─── Extrait choisi ───

Or, en ce temps-là, Nana, la reine d’Ibérie est malade. Elle vient voir sainte Nino et elle est guérie à son tour. Elle en parle au roi, qui d’abord ne se laisse pas convaincre. Mais un jour il part pour la chasse et voilà qu’en plein midi se produit une éclipse de soleil. Le roi, terrorisé, prie le dieu de sainte Nino et de la reine Nana et le soleil réapparaît. Alors le roi décide de se convertir lui aussi et demande à sainte Nino de lui montrer comment il faut construire un sanctuaire pour son vrai dieu. Sainte Nino fait donc construire une église, la première église de Géorgie – que l’on peut visiter encore aujourd’hui – qui s’appelle la « colonne vivante ». C’est une église construite sur des bases de pierre et avec des colonnes en bois. Sur les indications de sainte Nino, on élève deux premières colonnes. Mais impossible de lever la troisième. On va chercher les hommes les plus forts, des bœufs, rien n’y fait. Nino passe toute la nuit en prières devant la colonne et quand le roi revient le lendemain il trouve la colonne suspendue en l’air au-dessus de sa base Dès que le roi arrive, Nino fait un signe et la colonne se pose. Ainsi, selon la légende, est construite la première église de Géorgie.

 

Naturellement, là encore, ce récit demande à être interprété. Il s’agit certainement de la christianisation du récit de l’élévation d’un sanctuaire païen dans lequel un prêtre, le mkadré, – ici c’est le roi qui joue ce rôle – construit un sanctuaire sur l’indication de celui qu’on appelle le Kadagui (ou le Kantaria, le chaman, celui qui est inspiré par le dieu). Le rite essentiel, précisément, c’est l’érection de la première colonne du sanctuaire.

 

Conversion plus tardive de l’Albanie caucasienne

 

La conversion de l’Albanie caucasienne est encore plus tardive. Elle se situe au temps du roi Ournaï, vers 360. Ce roi était d’abord païen et ami des Perses. Il a contribué, avec Shapur II, à dévaster l’Arménie chrétienne en 359 et, pour des raisons qui nous échappent, il est devenu chrétien peu après, en 360.

 

 

II. Les pays du Caucase entre Rome et la Perse sassanide – Les controverses christologiques du Ve siècle

 

Le problème des trois chrétientés du Caucase a été celui de l’affaiblissement de Rome et de la montée en puissance des Perses Sassanides qui avaient succédé à la dynastie des parthes Arsacides en 226. En effet, depuis la conversion de Constantin, vers 312-313, et surtout depuis sa victoire en orient en 325, le christianisme était devenu comme le symbole de l’Empire Romain. En face de cela, le zoroastrisme des Sassanides était extrêmement militant et voulait purifier la religion perse de tous les syncrétismes grecs et orientaux de la période parthe. En 448, les mages persuadent le roi de Perse Yazdgird II (Yazdgard II) qu’il faut convertir de force tous les chrétiens de l’empire perse.

─── Lignes fournies ───

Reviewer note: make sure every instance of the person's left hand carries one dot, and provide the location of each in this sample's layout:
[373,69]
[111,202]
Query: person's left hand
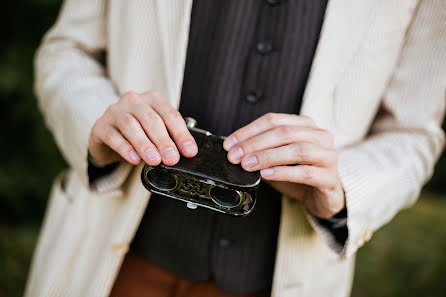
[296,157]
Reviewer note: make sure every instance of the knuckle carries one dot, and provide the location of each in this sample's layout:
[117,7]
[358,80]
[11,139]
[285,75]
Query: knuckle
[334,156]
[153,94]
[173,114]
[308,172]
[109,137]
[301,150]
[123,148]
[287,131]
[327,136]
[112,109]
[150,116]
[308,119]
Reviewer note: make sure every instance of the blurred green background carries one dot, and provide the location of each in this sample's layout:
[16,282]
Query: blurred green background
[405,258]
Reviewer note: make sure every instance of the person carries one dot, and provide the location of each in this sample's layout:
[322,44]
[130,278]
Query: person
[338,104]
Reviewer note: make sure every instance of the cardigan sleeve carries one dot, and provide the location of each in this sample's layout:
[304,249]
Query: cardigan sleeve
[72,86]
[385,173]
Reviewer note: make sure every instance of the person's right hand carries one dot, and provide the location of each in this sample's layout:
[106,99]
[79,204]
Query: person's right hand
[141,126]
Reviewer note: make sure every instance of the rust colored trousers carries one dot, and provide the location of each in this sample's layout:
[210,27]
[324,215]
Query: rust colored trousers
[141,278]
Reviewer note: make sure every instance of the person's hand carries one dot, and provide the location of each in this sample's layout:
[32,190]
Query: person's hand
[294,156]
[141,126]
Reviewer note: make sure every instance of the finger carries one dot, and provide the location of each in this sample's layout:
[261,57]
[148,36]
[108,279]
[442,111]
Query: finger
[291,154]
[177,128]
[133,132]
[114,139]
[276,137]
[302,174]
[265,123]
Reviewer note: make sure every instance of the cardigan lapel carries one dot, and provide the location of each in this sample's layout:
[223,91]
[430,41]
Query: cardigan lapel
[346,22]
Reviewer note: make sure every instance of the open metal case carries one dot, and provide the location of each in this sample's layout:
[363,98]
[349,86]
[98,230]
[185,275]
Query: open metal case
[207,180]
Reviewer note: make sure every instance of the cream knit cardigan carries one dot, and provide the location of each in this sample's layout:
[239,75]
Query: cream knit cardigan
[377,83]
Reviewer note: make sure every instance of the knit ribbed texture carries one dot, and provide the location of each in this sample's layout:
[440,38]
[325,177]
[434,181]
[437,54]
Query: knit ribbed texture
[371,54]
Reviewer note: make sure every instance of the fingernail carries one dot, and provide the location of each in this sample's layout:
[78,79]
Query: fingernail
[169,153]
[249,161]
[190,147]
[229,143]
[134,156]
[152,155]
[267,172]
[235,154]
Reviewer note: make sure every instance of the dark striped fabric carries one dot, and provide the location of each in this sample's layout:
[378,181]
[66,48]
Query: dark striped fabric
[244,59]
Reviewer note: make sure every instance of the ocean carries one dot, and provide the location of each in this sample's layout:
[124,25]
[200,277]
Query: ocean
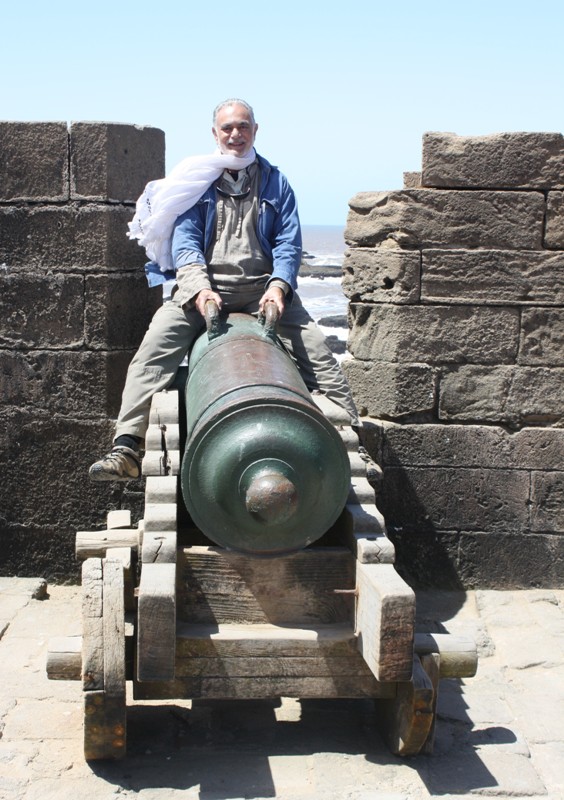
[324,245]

───
─── Lignes fournies ───

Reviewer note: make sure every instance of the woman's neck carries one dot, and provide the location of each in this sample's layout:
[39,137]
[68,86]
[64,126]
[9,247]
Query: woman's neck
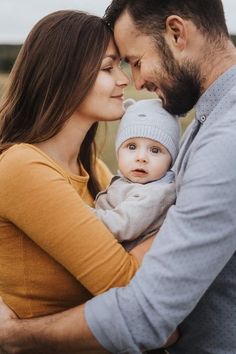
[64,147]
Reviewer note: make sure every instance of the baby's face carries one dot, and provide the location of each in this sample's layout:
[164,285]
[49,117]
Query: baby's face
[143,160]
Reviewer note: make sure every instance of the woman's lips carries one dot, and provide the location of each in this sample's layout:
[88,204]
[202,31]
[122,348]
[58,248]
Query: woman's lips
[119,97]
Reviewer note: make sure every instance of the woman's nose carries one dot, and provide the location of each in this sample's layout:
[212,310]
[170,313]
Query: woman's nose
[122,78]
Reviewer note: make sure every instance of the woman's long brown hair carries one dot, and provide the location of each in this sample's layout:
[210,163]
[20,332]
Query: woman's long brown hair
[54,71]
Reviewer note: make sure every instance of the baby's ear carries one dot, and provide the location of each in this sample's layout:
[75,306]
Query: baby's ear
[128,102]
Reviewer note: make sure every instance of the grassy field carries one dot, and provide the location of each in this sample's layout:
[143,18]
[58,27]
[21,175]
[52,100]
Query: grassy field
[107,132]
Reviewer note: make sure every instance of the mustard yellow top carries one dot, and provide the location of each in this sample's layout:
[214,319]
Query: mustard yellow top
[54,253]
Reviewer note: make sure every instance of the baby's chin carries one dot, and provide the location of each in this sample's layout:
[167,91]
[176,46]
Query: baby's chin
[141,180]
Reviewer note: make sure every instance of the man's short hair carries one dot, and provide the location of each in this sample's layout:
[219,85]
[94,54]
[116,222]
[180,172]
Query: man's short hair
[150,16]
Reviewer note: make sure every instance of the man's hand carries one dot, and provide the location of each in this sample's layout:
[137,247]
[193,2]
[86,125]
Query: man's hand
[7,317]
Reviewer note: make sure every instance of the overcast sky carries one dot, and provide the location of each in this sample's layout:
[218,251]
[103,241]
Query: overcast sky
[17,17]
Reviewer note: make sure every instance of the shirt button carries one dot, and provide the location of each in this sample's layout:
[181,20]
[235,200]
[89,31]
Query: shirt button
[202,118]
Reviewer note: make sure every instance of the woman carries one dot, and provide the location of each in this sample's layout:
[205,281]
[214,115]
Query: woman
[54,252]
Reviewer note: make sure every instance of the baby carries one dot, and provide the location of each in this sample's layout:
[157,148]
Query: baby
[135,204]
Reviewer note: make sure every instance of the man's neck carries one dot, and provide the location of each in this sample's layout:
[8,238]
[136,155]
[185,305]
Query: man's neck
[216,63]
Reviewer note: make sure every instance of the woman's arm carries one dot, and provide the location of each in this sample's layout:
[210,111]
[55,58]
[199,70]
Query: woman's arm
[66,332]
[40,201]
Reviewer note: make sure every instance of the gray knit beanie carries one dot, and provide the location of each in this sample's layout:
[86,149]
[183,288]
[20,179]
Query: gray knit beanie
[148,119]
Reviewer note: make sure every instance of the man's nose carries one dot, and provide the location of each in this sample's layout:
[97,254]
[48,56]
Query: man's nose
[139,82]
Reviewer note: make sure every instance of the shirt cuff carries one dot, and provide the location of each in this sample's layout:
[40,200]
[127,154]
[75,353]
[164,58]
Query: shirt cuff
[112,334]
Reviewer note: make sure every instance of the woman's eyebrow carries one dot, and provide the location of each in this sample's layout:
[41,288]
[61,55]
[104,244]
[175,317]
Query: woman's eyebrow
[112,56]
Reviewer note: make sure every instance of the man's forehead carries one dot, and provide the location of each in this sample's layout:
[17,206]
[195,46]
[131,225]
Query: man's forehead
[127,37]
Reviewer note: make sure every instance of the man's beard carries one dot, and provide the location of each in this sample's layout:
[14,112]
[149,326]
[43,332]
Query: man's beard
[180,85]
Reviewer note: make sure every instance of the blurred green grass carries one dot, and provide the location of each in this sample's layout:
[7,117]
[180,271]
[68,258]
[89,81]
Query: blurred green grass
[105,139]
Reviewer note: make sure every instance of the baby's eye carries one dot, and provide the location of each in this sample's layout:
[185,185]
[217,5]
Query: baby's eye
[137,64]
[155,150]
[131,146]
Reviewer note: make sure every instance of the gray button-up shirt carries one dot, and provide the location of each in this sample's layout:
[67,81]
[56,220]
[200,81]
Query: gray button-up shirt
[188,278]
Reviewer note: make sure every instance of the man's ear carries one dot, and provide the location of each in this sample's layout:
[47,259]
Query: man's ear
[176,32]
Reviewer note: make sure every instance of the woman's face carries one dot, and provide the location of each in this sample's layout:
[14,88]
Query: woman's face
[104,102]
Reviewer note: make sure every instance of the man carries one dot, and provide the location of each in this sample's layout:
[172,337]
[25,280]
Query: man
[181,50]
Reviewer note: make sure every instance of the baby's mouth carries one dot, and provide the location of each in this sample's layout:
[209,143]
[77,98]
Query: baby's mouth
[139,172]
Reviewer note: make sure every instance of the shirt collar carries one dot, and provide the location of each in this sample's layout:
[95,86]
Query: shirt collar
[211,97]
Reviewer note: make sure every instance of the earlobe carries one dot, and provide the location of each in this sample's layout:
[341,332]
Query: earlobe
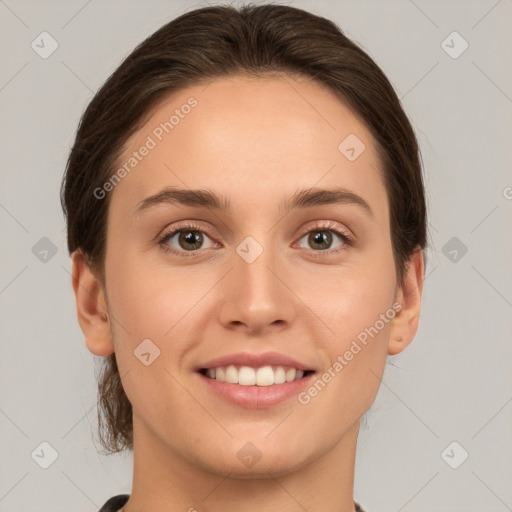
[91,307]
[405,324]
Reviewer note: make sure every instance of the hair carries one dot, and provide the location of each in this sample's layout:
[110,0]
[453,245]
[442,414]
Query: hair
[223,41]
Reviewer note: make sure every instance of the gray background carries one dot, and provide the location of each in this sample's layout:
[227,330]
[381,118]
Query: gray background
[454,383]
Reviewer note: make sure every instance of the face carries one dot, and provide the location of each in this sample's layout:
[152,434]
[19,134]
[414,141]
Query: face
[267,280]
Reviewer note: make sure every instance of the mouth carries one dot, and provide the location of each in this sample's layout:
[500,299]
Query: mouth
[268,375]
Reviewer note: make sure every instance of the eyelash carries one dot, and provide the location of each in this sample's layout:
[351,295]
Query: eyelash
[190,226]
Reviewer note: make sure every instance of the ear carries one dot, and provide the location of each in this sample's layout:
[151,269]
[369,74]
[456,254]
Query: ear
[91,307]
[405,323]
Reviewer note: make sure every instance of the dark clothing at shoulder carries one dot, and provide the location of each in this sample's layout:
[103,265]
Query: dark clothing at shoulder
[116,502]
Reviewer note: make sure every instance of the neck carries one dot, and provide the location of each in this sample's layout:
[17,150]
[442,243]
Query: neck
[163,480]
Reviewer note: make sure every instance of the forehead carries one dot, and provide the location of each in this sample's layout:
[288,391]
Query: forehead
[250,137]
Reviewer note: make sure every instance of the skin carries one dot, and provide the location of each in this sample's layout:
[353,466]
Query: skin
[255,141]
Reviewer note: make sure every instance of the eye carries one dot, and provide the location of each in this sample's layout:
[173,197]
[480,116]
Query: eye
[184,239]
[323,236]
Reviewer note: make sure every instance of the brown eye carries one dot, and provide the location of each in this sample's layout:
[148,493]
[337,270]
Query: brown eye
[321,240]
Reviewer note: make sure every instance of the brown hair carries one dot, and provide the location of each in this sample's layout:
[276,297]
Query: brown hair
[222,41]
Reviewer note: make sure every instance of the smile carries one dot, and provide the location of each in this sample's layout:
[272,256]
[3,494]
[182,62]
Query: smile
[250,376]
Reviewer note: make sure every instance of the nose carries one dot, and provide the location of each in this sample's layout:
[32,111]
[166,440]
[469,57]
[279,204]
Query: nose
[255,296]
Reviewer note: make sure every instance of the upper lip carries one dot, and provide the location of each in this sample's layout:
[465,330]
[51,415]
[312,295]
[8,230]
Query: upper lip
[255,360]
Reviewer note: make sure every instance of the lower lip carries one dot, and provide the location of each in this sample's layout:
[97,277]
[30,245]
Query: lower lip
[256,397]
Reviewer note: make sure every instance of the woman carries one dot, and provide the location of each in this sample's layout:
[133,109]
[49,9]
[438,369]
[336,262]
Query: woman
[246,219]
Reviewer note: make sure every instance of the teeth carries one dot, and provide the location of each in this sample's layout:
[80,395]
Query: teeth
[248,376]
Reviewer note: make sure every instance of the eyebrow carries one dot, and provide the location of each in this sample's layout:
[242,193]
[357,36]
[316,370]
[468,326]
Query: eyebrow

───
─── Lignes fournies ───

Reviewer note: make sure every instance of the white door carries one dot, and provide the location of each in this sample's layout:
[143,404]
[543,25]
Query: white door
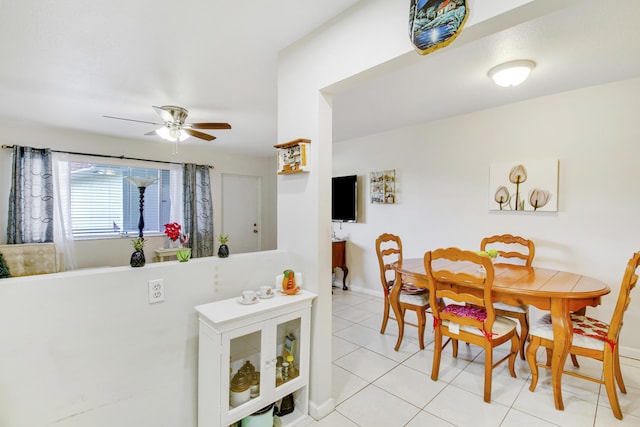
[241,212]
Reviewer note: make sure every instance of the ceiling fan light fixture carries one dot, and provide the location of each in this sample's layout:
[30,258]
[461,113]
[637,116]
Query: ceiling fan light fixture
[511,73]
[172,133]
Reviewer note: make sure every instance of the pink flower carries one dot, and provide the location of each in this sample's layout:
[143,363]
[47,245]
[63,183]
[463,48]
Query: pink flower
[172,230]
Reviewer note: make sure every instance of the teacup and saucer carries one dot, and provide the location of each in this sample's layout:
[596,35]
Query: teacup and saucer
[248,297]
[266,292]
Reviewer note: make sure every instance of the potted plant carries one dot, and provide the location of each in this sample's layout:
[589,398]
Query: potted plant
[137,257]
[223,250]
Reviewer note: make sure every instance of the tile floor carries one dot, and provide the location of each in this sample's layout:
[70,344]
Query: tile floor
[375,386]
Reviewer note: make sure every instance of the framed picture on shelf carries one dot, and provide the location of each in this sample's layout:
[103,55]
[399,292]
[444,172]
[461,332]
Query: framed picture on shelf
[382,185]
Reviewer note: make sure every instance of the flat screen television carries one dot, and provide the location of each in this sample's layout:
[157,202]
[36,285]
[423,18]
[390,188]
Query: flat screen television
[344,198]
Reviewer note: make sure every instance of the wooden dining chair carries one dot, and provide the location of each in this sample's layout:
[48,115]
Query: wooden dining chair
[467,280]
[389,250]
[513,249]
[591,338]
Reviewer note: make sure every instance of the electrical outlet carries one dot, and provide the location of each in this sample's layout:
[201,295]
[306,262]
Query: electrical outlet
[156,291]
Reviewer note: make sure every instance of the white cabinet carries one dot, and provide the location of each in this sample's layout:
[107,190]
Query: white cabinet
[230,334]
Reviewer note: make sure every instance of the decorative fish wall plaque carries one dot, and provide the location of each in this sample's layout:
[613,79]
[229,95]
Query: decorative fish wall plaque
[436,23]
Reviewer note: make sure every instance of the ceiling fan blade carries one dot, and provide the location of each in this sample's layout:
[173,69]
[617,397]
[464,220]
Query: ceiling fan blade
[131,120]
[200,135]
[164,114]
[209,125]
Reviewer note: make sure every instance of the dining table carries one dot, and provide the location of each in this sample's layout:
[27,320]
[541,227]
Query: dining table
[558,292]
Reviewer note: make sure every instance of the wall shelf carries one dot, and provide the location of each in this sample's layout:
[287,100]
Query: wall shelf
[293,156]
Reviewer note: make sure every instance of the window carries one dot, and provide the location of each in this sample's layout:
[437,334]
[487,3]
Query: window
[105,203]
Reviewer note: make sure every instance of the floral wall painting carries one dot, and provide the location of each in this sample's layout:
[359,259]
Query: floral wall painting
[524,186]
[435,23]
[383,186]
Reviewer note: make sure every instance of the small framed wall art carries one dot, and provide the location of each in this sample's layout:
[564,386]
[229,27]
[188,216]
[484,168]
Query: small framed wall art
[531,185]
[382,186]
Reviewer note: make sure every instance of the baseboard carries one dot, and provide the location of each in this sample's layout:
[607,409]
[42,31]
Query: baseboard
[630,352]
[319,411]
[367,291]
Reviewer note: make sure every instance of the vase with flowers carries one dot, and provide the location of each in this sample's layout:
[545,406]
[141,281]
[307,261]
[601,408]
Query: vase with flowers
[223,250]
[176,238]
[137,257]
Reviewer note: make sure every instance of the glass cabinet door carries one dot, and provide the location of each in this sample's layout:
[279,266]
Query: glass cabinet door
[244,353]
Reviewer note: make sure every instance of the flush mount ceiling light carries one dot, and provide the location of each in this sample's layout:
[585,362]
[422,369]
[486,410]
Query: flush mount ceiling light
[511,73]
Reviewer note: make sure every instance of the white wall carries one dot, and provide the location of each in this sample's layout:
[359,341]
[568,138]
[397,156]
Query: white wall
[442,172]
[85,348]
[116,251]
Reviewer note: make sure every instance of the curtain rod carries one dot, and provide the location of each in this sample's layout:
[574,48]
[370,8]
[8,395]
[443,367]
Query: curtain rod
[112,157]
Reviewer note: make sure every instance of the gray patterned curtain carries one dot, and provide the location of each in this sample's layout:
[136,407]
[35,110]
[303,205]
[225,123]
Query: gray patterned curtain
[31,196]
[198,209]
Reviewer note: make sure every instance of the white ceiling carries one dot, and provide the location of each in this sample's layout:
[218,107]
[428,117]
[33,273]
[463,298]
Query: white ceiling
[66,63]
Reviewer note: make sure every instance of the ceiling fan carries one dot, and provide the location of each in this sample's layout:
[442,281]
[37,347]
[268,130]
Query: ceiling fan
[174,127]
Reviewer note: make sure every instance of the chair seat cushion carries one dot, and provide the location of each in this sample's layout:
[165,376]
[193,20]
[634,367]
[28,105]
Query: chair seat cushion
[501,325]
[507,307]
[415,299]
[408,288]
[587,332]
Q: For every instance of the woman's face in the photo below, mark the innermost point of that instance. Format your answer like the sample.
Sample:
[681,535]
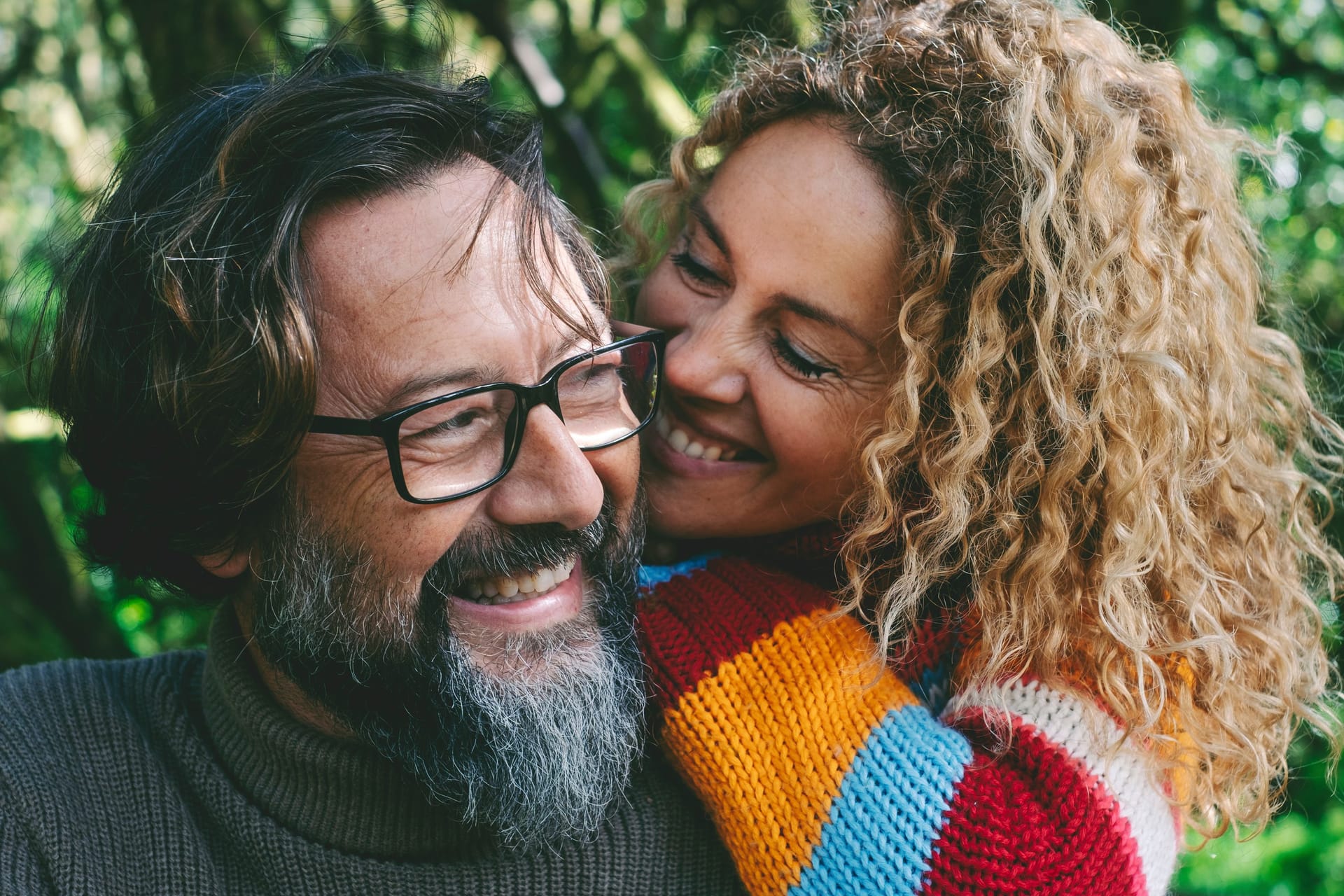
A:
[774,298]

───

Recopiez sans aucune modification le passage de l'extrait sur la christianisation du Caucase qui va de « II. Les pays » à « de l’empire perse. ».

> **Solution rédigée**:
II. Les pays du Caucase entre Rome et la Perse sassanide – Les controverses christologiques du Ve siècle

 

Le problème des trois chrétientés du Caucase a été celui de l’affaiblissement de Rome et de la montée en puissance des Perses Sassanides qui avaient succédé à la dynastie des parthes Arsacides en 226. En effet, depuis la conversion de Constantin, vers 312-313, et surtout depuis sa victoire en orient en 325, le christianisme était devenu comme le symbole de l’Empire Romain. En face de cela, le zoroastrisme des Sassanides était extrêmement militant et voulait purifier la religion perse de tous les syncrétismes grecs et orientaux de la période parthe. En 448, les mages persuadent le roi de Perse Yazdgird II (Yazdgard II) qu’il faut convertir de force tous les chrétiens de l’empire perse.